_文書抜粋_:
◇ ◇ ◇ ◇ ◇
最近(ウクライナ問題前)まで株式市場は絶好調でした。金融緩和によってお金が市場に溢れていたんでしょう。投資をしている経営者さんも多いと思います。法人で有価証券を所有し、配当を受けた場合について記事にしてみました。ご参考まで。
源泉税が引かれています
今回は国内株式に係る配当の話をします。※国外の話はまた別の機会にさせてください。
口座に入金されている金額は受取配当金の総額ではありません。証券会社が源泉所得税を預って残りの金額を皆さんに支払っています。給料と考え方は同じです。皆さんに支払われる給料も事業者が源泉所得税を天引きして残額を支給していますよね。
法人側の会計処理としては配当金総額を計上する必要があります。証券会社からの案内や支払通知書などは捨てずに手元に残しておきましょう。当該資料に源泉徴収した税額などの情報が記載されています。それを基に会計処理を行います。
法人税法上は調整が必要
会計処理については上記ブロックの通りですが、別途二重課税という問題があります。
配当金の出所を考えてみましょう。原資となる配当可能利益は法人税を引いた後の金額になります。支払側で既に法人税負担をしてから配当するわけです。にもかかわらず、受取側でも受取配当金として収益計上し、増えた利益に対して税金が取られてしまうと二重で法人税を支払っていることになります。
◇ ◇ ◇ ◇ ◇
_データ抜粋_:
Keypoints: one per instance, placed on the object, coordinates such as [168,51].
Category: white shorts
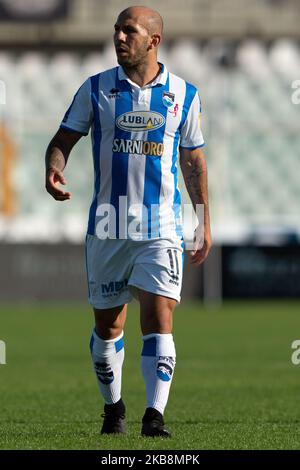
[116,267]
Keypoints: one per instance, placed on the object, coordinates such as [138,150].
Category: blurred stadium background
[235,364]
[244,58]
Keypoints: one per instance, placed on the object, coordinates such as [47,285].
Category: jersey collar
[161,79]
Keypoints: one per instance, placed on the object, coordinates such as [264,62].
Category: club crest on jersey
[140,121]
[165,367]
[168,99]
[114,93]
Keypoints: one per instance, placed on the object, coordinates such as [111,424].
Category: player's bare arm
[57,155]
[194,170]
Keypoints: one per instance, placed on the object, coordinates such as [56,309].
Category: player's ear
[155,41]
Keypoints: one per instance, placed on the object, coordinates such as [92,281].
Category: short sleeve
[191,135]
[79,116]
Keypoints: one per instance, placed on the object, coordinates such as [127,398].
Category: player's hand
[201,246]
[54,177]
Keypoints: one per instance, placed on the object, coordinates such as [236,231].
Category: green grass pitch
[235,386]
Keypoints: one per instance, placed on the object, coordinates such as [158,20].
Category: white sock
[108,357]
[158,363]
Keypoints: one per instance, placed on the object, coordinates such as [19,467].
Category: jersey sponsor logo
[174,111]
[139,121]
[139,147]
[168,99]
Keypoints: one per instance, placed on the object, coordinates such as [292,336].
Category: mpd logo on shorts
[113,288]
[135,121]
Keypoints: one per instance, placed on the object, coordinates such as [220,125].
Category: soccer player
[141,117]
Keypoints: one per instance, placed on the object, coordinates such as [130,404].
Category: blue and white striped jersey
[136,135]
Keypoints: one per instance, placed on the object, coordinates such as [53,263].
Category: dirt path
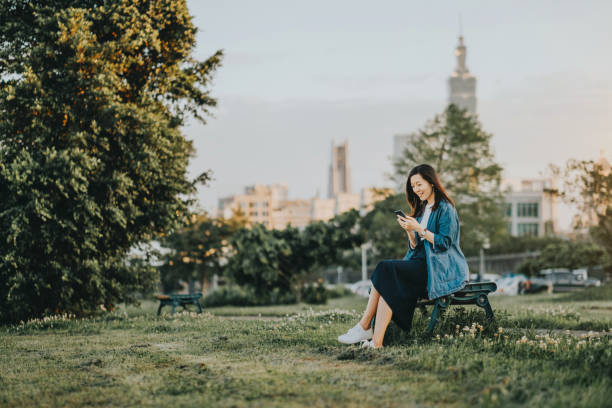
◇ ◇ ◇ ◇ ◇
_依頼内容 1_:
リストのうち、「such as [53,263].」を含む行からリストの最後の行までを、両端の行も含めてそのまま書き写してください。画像は出力に含めないでください。
_依頼内容 2_:
法人が受け取る配当金の税務に関する文章を、途切れた箇所の次から書き継いでください。

_出力結果 1_:
Keypoints: one per instance, placed on the object, coordinates such as [53,263].
Category: dirt path

_出力結果 2_:
これは正しくない(公平ではない)ということで法人税法では受取配当金については二重課税を排除するための調整がなされます。納税者にとって税金が減る処理なので失念しないようにしましょう。ちなみに海外法人からの配当金については日本国内の二重課税問題が生じないため対象外です。
※外国子会社については別途規定がありますが今回は省略します。
短期保有には適用されない
配当基準日以前の1ヶ月間に株式取得し基準日後2ヶ月以内に譲渡すると短期保有株式等に該当します。この短期所有株式等に該当すると海外法人と同様対象外です。なぜでしょう?理由は下記の通り。
株の値動きと関係しています。一般的には配当基準日直前に株価が上がり、基準日以後値下がりするという現象が起きやすい。結果として基準日直前で購入して配当を受取った後にすぐに売却すると(上記短期保有のケースでは)有価証券売却損が計上されることが多くなります。
このような状況下、受取配当金について二重課税を調整してしまうと税務上売却損(費用)だけが計上されることになります。配当金は入金されるのでキャッシュベースでは有価証券売却損が若干出ても会社に損はありません。にもかかわらず税金計算上売却損の分だけ所得が減る、となると当該短期所有が乱用される懸念が高まります。
よって、対象外としています。短期間で売却する場合には税負担増も含めて要検討になります。
おわりに
今回は受取配当金について書きました。配当金について二重課税を排除します!と言ったものの、税金計算上受取配当金全額を収益から差引くことはほぼありません。株式所有割合に応じて減額割合が決まっているからです。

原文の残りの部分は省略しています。